## DOCUMENT SECTION
The ruling by U.S. District Court Judge Denise Casper in Boston effectively converts a preliminary injunction she issued a year ago, in which she temporarily blocked many of Trump’s efforts to overhaul elections, into a permanent ban.
Casper rejected the administration’s argument that the lawsuit to block the changes brought by Democratic state attorneys general was premature because the rules had yet to be implemented. Instead, she agreed that the Constitution gives states and Congress the authority to regulate elections, and that Trump’s requirements violated the separation of powers.
The Constitution “does not grant the President any specific powers over elections,” she wrote.
Among other proposed changes, Trump’s order would have required people to provide documentary proof of citizenship when registering to vote, prevented mail ballots from being counted if they arrive after Election Day, even if they were postmarked by then, and punished states that failed to comply by withholding certain federal money.
It was the latest in a string of rulings against the elections executive order Trump signed just months after taking office for his second term. He has since signed another executive order on elections, seeking to create a national voter list and limit mail balloting. That directive also faces multiple legal challenges.
Last fall, a federal judge in Washington, D.C., overseeing a separate challenge to the first election executive order by civil rights and Democratic Party-aligned groups blocked the government from taking steps to include the proof-of-citizenship requirement on the federal voter registration form. That judge later barred the Secretary of Defense from requiring documentary proof of citizenship when military personnel register to vote or request ballots.

## EXPLORE THE MATERIAL
- 1) According to the article about Judge Casper's ruling, what does the Constitution not grant the President?
- 2) Write out the article about Judge Casper's ruling from "The ruling by" to "separation of powers.".
- 3) List the changes that the article about Judge Casper's ruling says Trump's order would have made.
Rely only on the article about Judge Casper's ruling.

## LISTED ENTRIES
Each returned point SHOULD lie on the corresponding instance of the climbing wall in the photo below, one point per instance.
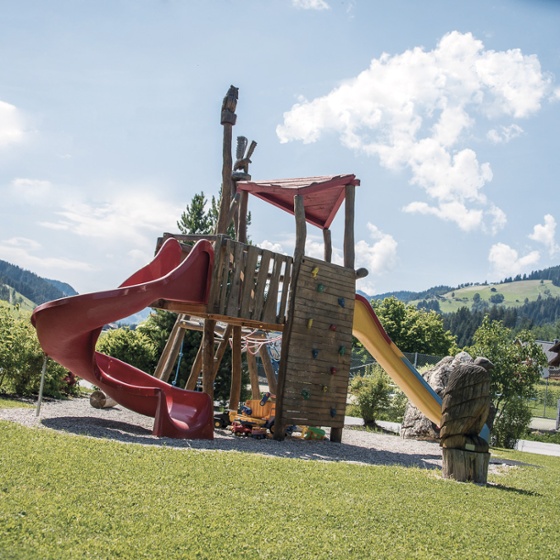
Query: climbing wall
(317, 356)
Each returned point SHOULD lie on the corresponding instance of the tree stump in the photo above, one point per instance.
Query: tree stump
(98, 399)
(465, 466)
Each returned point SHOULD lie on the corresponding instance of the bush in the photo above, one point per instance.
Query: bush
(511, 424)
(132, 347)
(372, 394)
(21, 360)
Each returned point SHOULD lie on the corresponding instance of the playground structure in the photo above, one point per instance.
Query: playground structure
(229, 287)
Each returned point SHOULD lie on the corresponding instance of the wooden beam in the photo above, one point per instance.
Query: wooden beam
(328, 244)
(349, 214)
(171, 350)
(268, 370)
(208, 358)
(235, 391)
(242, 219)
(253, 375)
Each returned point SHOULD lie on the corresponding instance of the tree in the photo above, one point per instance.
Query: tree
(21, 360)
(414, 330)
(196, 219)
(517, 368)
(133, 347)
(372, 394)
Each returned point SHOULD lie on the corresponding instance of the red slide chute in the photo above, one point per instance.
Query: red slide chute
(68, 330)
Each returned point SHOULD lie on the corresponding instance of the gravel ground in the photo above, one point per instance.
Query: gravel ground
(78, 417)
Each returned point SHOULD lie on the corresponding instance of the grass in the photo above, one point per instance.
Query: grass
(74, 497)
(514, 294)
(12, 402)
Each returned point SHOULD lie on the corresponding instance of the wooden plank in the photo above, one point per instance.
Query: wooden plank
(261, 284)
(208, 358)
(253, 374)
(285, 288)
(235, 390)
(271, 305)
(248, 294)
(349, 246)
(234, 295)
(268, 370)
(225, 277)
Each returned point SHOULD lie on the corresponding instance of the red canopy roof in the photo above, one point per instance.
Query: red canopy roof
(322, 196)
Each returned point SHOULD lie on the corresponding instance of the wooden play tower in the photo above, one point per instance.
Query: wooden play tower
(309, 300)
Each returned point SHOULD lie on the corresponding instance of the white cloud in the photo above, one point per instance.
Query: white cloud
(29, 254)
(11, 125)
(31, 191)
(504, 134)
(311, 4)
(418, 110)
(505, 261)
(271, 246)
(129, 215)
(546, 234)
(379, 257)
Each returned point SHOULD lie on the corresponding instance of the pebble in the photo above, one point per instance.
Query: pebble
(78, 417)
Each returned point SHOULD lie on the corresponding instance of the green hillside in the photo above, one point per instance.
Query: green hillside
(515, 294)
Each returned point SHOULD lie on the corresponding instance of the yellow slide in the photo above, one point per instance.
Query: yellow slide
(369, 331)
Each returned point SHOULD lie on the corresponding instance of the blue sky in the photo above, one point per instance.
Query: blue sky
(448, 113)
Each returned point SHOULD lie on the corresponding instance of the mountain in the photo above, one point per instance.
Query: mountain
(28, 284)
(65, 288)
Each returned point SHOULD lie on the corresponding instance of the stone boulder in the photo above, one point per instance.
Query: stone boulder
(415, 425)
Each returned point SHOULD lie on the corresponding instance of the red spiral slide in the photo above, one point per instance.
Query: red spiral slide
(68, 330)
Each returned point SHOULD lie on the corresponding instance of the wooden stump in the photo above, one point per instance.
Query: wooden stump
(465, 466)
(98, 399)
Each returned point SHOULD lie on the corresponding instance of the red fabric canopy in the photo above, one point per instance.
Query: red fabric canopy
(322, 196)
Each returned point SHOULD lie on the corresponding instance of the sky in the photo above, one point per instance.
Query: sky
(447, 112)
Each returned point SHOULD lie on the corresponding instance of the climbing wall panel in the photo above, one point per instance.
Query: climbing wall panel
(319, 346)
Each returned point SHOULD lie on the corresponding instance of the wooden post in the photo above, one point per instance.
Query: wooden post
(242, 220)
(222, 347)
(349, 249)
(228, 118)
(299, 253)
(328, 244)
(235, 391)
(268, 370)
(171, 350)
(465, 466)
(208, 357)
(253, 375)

## SOLUTIONS
- 1) Any specific powers over elections.

- 2)
The ruling by U.S. District Court Judge Denise Casper in Boston effectively converts a preliminary injunction she issued a year ago, in which she temporarily blocked many of Trump’s efforts to overhaul elections, into a permanent ban.
Casper rejected the administration’s argument that the lawsuit to block the changes brought by Democratic state attorneys general was premature because the rules had yet to be implemented. Instead, she agreed that the Constitution gives states and Congress the authority to regulate elections, and that Trump’s requirements violated the separation of powers.

- 3)
- Requiring people to provide documentary proof of citizenship when registering to vote
- Preventing mail ballots from being counted if they arrive after Election Day, even if postmarked by then
- Punishing states that failed to comply by withholding certain federal money